* **Your goal**: Take the entries below and retype them exactly.

* **Entries supplied**:

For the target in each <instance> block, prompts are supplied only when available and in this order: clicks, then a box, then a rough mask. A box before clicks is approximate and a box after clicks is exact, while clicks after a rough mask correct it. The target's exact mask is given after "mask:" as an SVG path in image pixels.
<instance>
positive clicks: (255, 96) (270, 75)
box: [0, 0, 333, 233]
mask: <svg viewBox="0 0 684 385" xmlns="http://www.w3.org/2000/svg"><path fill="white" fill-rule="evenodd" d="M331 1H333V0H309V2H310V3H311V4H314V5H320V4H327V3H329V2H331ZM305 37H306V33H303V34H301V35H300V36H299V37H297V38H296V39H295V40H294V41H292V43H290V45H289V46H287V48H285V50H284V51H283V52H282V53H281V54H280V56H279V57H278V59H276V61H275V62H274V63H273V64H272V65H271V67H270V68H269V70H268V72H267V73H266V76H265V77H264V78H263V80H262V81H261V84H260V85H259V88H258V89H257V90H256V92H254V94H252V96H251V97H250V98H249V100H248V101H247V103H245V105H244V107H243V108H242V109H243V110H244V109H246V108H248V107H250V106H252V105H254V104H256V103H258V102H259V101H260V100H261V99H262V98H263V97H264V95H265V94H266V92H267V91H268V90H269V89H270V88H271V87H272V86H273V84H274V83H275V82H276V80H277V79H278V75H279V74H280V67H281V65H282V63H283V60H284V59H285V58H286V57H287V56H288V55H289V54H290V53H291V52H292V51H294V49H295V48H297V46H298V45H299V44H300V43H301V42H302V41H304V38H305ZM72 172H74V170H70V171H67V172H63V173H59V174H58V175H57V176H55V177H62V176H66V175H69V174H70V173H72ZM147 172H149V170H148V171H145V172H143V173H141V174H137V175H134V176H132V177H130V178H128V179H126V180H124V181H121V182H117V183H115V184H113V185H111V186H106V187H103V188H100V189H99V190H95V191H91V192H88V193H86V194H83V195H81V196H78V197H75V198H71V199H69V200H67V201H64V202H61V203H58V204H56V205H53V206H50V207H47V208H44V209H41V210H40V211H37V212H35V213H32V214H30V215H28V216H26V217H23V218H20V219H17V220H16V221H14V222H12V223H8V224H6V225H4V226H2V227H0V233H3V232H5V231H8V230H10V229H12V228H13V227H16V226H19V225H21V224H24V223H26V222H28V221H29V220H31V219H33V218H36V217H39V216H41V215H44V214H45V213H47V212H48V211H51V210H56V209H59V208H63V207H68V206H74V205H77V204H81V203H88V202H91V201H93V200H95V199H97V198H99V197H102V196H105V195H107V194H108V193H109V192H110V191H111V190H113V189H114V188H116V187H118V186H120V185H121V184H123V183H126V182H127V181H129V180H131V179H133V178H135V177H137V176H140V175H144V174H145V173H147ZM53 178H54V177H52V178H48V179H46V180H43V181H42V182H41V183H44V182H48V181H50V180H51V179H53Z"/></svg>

* **Answer section**:
For the target in each <instance> block, prompts are supplied only when available and in this order: clicks, then a box, then a rough mask. A box before clicks is approximate and a box after clicks is exact, while clicks after a rough mask correct it. The target's exact mask is given after "mask:" as an SVG path in image pixels.
<instance>
positive clicks: (255, 96) (270, 75)
box: [0, 0, 333, 233]
mask: <svg viewBox="0 0 684 385" xmlns="http://www.w3.org/2000/svg"><path fill="white" fill-rule="evenodd" d="M331 1H333V0H309V2H310V3H311V4H314V5H320V4H327V3H329V2H331ZM305 37H306V33H303V34H301V35H300V36H299V37H297V38H296V39H295V40H294V41H292V43H290V45H289V46H287V48H285V50H284V51H283V52H282V53H281V54H280V56H279V57H278V59H276V61H275V62H274V63H273V64H272V65H271V67H270V68H269V70H268V72H267V73H266V76H265V77H264V78H263V80H262V81H261V84H260V85H259V88H258V89H257V90H256V92H254V94H252V96H251V97H250V98H249V100H248V101H247V103H245V105H244V107H243V108H242V109H243V110H244V109H246V108H248V107H250V106H252V105H254V104H256V103H258V102H259V101H260V100H261V99H262V98H263V97H264V95H265V94H266V92H267V91H268V90H269V89H270V88H271V87H272V86H273V84H274V83H275V82H276V80H277V79H278V75H279V74H280V67H281V65H282V63H283V60H284V59H285V58H286V57H287V56H288V55H289V54H290V53H291V52H292V51H294V49H295V48H297V46H298V45H299V44H300V43H301V42H302V41H304V38H305ZM72 172H74V170H70V171H67V172H63V173H59V174H58V175H57V176H55V177H62V176H66V175H69V174H70V173H72ZM147 172H149V170H148V171H145V172H143V173H141V174H137V175H134V176H132V177H130V178H128V179H126V180H124V181H121V182H117V183H115V184H113V185H111V186H106V187H103V188H100V189H99V190H95V191H91V192H88V193H86V194H83V195H81V196H78V197H75V198H71V199H69V200H67V201H64V202H61V203H58V204H56V205H53V206H50V207H47V208H44V209H41V210H40V211H37V212H35V213H32V214H30V215H28V216H26V217H23V218H20V219H17V220H16V221H14V222H12V223H8V224H6V225H4V226H2V227H0V233H3V232H5V231H8V230H10V229H12V228H13V227H16V226H19V225H21V224H24V223H26V222H28V221H29V220H31V219H33V218H36V217H39V216H41V215H44V214H45V213H47V212H48V211H51V210H56V209H59V208H63V207H68V206H74V205H77V204H81V203H88V202H91V201H93V200H95V199H97V198H99V197H102V196H105V195H107V194H108V193H109V192H110V191H111V190H113V189H114V188H116V187H118V186H120V185H121V184H123V183H126V182H127V181H129V180H131V179H133V178H135V177H137V176H140V175H144V174H145V173H147ZM53 178H54V177H52V178H48V179H46V180H43V181H42V182H41V183H44V182H48V181H50V180H51V179H53Z"/></svg>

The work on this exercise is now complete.